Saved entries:
============

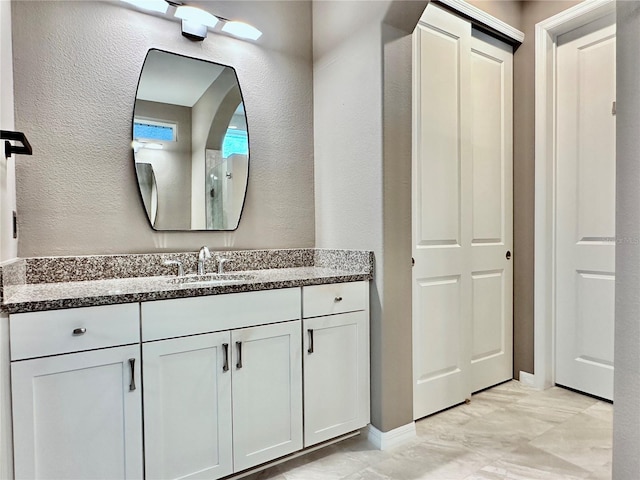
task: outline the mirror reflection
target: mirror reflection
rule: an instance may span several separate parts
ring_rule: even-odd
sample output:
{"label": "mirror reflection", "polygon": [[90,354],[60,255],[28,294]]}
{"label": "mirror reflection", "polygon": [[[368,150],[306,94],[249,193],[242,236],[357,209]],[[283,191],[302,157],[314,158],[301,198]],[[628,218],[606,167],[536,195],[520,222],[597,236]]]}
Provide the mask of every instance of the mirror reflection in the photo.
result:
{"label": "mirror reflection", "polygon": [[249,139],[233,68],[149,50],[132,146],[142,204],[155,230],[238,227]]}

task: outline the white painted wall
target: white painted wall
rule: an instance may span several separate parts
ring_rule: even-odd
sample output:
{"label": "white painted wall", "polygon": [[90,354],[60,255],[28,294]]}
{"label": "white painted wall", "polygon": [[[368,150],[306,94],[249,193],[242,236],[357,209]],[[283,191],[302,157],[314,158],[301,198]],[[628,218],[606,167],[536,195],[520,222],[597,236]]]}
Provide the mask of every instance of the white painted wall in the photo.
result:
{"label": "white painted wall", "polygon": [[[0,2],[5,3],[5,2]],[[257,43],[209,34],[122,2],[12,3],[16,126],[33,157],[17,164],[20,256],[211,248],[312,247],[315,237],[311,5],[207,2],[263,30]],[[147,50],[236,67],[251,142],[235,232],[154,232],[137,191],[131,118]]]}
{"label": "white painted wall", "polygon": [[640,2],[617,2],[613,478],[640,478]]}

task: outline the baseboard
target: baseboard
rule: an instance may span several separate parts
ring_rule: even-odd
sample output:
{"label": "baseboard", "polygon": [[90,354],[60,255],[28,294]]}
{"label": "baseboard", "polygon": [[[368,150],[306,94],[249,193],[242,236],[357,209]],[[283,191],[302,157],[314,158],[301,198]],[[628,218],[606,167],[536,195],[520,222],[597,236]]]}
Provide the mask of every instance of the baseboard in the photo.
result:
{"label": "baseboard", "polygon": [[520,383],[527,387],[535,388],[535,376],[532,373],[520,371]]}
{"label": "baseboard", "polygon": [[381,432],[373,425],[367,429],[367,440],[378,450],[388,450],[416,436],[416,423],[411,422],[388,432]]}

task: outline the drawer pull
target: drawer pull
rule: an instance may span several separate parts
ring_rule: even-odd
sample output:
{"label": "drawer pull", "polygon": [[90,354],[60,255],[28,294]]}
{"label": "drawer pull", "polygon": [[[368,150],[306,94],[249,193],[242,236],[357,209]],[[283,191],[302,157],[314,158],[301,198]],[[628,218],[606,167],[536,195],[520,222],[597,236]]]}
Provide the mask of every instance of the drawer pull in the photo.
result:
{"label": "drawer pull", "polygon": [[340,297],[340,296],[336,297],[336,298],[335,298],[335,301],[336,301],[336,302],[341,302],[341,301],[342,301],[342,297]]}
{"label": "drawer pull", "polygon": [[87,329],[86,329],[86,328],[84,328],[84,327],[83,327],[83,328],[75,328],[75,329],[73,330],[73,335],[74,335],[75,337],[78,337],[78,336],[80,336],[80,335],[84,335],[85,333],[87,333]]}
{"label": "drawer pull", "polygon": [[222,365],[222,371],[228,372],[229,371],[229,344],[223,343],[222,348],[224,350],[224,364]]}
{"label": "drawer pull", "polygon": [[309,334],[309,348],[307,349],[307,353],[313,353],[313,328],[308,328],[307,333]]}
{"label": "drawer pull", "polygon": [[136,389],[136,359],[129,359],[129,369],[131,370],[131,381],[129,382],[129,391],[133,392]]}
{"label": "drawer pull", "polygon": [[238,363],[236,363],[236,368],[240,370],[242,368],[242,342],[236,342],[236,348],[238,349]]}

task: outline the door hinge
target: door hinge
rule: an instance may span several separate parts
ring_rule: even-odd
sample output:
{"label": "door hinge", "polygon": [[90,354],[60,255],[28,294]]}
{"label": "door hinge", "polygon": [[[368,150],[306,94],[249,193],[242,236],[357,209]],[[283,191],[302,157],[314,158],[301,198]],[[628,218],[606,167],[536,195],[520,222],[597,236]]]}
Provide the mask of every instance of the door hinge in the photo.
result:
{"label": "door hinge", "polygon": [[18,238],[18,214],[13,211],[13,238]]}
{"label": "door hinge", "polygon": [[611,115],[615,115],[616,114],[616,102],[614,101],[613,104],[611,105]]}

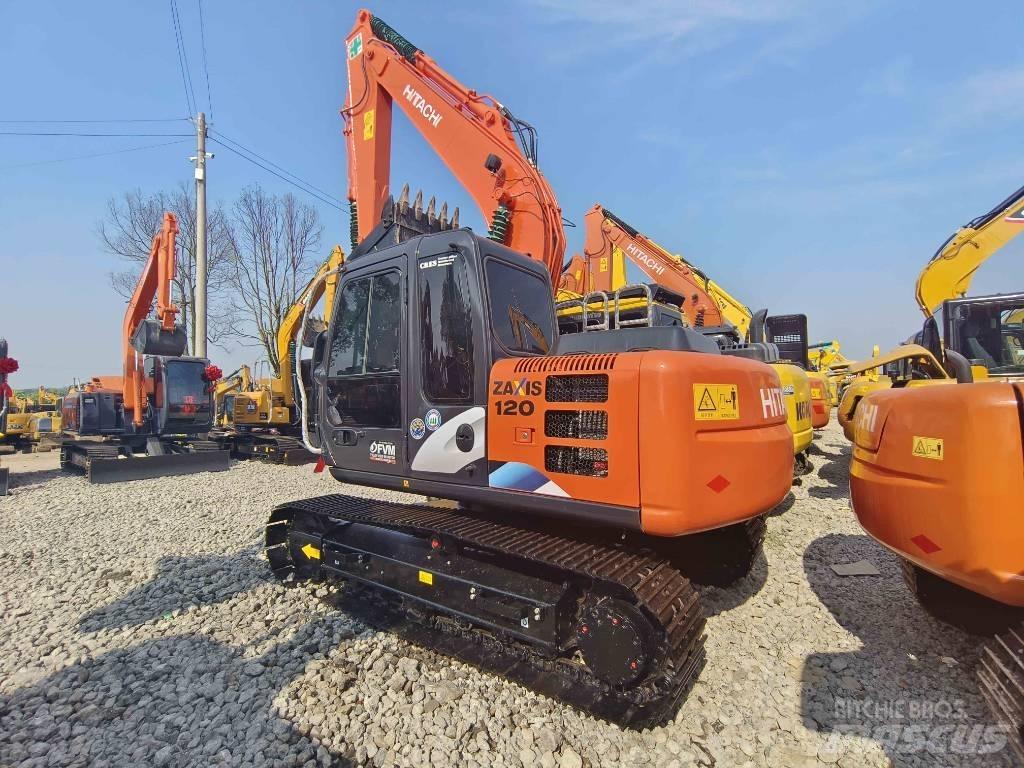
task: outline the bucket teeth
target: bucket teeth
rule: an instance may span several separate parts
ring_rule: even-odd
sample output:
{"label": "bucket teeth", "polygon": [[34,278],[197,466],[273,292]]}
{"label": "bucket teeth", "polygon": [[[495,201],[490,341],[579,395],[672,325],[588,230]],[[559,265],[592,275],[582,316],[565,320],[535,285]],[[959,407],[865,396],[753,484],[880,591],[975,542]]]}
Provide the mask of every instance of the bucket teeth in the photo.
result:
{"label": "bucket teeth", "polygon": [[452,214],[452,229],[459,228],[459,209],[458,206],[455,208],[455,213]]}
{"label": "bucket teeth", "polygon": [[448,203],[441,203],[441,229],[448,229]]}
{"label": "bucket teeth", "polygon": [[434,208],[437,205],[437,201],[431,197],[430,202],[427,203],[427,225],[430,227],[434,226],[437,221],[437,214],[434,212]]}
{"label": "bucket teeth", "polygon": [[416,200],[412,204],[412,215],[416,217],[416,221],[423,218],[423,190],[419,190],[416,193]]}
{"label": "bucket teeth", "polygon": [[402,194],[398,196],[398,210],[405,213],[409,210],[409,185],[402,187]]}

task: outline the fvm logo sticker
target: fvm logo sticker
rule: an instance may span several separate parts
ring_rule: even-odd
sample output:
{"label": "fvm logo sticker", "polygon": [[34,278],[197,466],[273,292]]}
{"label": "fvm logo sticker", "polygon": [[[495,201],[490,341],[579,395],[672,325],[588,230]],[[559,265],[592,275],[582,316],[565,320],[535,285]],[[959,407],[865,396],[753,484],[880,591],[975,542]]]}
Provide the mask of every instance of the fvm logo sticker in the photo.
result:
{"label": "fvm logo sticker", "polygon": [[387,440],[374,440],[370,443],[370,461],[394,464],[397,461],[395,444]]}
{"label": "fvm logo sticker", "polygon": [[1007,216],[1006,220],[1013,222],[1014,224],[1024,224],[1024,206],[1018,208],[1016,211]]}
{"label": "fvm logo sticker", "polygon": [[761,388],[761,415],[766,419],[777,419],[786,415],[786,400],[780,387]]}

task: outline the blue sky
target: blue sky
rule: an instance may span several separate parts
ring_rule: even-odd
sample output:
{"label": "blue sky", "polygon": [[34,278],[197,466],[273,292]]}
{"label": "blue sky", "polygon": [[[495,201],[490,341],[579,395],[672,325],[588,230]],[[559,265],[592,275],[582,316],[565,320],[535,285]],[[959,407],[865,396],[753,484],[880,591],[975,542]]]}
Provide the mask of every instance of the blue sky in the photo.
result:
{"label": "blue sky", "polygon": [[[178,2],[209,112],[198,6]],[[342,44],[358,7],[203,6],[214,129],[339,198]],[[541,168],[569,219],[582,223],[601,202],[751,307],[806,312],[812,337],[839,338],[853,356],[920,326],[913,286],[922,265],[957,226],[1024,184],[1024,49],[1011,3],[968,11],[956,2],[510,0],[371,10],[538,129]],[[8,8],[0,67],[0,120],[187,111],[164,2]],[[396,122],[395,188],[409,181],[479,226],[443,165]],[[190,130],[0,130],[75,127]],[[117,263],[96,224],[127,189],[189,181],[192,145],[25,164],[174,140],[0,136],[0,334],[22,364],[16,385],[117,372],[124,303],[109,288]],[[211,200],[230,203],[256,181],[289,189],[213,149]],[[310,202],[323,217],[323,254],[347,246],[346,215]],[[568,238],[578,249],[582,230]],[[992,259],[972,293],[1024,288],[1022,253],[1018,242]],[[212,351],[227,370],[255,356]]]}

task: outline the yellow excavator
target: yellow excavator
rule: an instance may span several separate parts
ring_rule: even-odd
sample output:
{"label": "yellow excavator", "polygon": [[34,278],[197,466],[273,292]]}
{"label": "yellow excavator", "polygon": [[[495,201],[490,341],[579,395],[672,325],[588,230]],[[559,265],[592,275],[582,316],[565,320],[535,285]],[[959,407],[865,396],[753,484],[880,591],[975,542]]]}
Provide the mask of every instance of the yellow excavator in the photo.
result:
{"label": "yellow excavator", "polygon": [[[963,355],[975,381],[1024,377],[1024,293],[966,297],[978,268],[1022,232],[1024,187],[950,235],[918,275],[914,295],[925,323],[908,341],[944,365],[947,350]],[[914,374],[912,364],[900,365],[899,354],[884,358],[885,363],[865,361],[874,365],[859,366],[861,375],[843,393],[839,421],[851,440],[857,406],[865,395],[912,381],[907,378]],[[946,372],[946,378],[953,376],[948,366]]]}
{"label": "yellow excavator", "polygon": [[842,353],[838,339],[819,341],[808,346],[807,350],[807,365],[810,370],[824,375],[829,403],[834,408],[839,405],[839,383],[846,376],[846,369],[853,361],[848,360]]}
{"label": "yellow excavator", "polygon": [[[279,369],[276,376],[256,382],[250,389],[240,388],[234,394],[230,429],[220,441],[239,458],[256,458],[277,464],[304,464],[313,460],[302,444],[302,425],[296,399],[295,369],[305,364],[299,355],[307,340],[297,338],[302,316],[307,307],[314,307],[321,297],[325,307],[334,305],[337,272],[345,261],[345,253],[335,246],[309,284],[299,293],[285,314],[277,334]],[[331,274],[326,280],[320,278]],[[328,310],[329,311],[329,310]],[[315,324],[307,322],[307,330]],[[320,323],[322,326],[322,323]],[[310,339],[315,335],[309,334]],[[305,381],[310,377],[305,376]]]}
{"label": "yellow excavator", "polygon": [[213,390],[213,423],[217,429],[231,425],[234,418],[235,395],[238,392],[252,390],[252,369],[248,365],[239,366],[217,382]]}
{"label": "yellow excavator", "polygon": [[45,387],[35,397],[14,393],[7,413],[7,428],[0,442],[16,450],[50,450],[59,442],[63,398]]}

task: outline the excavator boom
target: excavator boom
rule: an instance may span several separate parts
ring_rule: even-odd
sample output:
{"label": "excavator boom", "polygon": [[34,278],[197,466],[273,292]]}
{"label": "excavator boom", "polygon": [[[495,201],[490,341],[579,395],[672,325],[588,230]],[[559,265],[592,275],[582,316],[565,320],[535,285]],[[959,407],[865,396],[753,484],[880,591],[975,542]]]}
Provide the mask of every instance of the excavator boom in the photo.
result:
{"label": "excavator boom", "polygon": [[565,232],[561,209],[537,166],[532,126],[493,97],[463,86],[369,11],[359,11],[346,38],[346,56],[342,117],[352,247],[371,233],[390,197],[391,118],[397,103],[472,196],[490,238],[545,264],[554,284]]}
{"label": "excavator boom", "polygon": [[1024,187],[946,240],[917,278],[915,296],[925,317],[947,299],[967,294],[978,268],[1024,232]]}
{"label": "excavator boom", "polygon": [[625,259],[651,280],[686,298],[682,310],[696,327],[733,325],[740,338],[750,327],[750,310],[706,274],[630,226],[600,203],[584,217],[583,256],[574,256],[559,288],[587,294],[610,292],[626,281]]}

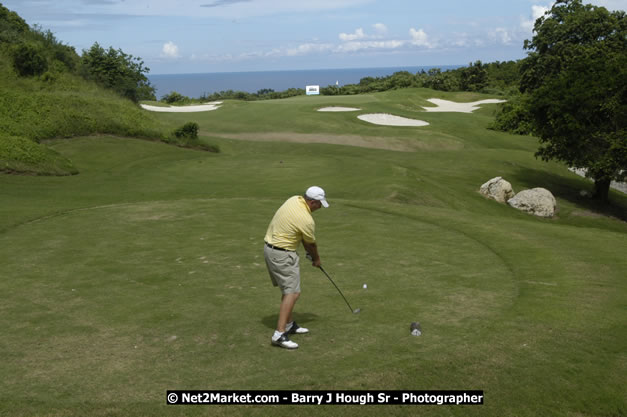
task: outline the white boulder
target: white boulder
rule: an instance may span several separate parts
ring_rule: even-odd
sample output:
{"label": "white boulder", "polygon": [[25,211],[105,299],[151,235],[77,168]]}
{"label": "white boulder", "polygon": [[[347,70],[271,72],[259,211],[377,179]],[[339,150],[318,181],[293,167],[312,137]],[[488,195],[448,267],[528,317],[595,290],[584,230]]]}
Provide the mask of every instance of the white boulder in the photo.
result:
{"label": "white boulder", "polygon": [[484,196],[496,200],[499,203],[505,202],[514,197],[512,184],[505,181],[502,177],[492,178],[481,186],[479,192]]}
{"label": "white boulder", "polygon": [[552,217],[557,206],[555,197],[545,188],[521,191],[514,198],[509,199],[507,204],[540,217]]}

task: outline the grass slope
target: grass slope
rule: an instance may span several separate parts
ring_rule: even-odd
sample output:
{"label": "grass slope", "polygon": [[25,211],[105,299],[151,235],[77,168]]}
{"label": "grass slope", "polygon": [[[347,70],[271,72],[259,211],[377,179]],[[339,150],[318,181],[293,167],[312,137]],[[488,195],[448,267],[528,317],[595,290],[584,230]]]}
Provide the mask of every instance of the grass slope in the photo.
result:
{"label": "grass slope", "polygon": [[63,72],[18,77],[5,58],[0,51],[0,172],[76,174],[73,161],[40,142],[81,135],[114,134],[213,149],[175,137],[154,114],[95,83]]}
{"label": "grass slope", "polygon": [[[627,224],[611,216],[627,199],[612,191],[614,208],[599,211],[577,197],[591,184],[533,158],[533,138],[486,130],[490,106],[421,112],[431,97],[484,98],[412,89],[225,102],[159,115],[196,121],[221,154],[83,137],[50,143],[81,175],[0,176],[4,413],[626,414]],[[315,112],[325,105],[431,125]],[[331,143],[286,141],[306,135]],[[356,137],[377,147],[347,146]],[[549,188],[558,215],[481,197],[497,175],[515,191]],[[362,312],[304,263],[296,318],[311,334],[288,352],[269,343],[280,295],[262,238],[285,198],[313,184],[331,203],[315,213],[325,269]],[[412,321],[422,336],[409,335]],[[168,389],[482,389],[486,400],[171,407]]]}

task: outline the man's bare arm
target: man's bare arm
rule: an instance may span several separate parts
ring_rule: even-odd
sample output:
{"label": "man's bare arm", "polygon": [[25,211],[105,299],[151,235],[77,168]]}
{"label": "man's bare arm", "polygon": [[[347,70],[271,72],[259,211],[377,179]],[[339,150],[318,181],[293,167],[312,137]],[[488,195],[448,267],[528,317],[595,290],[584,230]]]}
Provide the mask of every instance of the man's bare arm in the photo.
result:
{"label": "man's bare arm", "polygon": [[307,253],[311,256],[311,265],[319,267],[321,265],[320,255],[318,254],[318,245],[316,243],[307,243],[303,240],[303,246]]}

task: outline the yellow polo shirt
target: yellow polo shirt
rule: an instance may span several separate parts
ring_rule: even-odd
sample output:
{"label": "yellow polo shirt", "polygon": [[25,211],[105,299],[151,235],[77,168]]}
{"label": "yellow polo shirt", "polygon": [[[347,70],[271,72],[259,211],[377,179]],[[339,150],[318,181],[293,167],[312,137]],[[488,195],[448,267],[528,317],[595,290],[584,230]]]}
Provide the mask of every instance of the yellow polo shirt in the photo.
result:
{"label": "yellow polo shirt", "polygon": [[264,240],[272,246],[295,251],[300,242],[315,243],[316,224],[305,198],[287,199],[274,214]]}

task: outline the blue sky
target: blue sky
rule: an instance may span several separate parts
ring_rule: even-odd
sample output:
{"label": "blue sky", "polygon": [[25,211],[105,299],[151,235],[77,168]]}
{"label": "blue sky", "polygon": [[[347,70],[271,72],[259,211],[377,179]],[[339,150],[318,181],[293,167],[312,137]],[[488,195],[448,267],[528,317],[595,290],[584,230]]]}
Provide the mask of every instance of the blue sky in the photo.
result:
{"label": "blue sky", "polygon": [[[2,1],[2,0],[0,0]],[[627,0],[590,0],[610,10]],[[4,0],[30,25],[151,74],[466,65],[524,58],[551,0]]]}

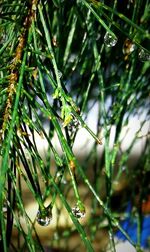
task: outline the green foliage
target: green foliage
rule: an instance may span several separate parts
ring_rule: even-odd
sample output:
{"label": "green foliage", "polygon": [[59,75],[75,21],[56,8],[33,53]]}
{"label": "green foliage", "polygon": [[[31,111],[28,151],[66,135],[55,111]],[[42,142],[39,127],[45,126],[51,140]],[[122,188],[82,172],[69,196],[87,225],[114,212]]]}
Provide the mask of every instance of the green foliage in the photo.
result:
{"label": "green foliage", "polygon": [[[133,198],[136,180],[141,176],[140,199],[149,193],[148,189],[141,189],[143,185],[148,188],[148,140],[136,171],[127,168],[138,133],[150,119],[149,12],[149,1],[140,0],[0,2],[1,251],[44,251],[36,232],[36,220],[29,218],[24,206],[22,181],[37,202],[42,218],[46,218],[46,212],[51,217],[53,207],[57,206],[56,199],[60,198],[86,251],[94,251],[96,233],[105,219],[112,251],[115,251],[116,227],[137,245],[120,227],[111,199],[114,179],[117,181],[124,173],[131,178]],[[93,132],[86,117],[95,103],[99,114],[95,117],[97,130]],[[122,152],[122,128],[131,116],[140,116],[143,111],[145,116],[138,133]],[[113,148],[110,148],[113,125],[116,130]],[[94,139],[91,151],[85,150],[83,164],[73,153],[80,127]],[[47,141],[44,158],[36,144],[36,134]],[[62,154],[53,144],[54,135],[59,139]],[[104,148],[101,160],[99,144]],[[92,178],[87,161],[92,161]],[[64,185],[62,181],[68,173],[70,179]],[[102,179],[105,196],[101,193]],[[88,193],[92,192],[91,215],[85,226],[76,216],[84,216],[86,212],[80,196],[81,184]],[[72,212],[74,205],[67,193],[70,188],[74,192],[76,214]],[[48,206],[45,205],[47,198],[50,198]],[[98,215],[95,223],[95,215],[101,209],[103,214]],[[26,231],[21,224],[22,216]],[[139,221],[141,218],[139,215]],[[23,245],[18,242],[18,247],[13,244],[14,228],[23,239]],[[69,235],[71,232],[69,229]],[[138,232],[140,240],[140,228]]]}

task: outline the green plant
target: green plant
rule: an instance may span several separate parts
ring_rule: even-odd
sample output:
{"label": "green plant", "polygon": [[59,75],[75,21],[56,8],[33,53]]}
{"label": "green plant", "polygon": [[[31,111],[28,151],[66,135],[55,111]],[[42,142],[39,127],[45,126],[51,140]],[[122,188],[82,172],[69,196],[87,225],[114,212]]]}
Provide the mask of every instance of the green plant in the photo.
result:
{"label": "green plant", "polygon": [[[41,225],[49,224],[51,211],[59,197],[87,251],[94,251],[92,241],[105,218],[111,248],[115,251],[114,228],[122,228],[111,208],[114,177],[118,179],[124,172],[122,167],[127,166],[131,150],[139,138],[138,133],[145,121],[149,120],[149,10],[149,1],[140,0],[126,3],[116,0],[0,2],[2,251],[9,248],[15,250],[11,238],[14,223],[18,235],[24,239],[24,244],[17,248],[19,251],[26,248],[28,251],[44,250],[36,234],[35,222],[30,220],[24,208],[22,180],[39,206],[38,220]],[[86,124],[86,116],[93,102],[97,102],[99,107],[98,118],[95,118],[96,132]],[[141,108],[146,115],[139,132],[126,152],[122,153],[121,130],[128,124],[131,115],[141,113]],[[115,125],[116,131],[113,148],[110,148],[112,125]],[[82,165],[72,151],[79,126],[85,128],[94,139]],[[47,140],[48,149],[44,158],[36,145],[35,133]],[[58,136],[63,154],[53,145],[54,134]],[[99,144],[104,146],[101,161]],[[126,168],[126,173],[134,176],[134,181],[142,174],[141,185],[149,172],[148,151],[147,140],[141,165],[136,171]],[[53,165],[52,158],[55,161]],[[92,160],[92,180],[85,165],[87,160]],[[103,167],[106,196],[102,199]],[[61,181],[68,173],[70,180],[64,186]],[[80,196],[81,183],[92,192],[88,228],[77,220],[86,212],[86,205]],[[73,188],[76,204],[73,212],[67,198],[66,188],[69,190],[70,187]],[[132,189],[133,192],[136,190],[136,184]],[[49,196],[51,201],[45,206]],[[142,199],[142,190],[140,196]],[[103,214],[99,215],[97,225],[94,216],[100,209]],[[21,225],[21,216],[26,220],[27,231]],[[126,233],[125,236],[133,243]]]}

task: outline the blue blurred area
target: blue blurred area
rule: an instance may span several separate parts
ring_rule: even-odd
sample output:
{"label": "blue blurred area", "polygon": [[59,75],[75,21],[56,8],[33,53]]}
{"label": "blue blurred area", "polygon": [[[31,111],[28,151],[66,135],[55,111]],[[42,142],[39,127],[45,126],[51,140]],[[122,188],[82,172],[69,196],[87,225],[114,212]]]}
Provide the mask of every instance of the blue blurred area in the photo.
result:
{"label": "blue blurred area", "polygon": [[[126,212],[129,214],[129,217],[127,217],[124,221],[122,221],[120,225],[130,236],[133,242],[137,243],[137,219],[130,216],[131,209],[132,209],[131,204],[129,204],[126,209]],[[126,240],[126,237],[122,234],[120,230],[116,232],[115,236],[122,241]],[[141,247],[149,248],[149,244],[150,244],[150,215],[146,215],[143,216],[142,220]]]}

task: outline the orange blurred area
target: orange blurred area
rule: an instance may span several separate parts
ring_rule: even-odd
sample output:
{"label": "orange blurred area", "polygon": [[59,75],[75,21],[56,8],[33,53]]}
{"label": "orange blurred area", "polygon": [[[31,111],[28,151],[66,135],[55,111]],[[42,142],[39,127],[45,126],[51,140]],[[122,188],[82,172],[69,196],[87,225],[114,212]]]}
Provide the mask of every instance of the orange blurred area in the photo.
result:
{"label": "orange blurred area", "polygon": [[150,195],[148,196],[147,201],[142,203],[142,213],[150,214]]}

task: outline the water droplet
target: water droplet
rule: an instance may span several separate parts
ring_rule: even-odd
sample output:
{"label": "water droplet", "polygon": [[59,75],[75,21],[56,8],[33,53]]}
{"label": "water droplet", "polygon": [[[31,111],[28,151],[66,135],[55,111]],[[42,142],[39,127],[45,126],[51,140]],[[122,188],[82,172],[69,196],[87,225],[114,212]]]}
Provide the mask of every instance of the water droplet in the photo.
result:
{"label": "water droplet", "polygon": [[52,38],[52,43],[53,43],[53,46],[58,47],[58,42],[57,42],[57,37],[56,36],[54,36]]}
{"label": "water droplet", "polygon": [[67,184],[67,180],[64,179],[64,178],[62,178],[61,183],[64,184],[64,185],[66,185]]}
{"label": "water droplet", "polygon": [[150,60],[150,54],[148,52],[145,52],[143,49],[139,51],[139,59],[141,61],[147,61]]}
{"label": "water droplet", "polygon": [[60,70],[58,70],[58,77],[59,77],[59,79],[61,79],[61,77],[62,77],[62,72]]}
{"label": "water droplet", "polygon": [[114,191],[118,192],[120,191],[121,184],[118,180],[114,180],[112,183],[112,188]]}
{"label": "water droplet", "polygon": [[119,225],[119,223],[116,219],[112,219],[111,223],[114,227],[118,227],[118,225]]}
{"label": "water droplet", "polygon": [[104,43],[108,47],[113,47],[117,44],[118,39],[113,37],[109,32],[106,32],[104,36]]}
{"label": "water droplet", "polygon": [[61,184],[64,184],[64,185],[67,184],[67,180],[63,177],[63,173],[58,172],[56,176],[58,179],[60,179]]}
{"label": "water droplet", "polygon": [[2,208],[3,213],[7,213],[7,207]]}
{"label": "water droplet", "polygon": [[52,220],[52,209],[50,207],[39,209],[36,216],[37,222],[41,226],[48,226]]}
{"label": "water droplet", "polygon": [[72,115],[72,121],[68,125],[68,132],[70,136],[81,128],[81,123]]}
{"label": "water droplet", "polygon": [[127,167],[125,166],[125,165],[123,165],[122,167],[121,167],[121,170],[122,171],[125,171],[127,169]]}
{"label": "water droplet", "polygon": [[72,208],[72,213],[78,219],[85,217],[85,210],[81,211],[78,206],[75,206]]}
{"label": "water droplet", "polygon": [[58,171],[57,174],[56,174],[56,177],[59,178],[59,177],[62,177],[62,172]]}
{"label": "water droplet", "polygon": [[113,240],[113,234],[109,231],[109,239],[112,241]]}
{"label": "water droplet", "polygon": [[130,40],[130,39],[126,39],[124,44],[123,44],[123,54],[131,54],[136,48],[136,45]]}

============

ACTIVITY: Return exactly the lines above from the line that has "Provide the mask of every instance of the baseboard" through the line that has "target: drawer pull", inclusive, and nothing else.

YOUR RESPONSE:
Provide the mask of every instance of the baseboard in the photo.
result:
{"label": "baseboard", "polygon": [[520,383],[527,387],[535,388],[535,376],[532,373],[520,371]]}
{"label": "baseboard", "polygon": [[381,432],[373,425],[367,429],[367,440],[378,450],[388,450],[416,436],[416,423],[411,422],[388,432]]}

task: outline the drawer pull
target: drawer pull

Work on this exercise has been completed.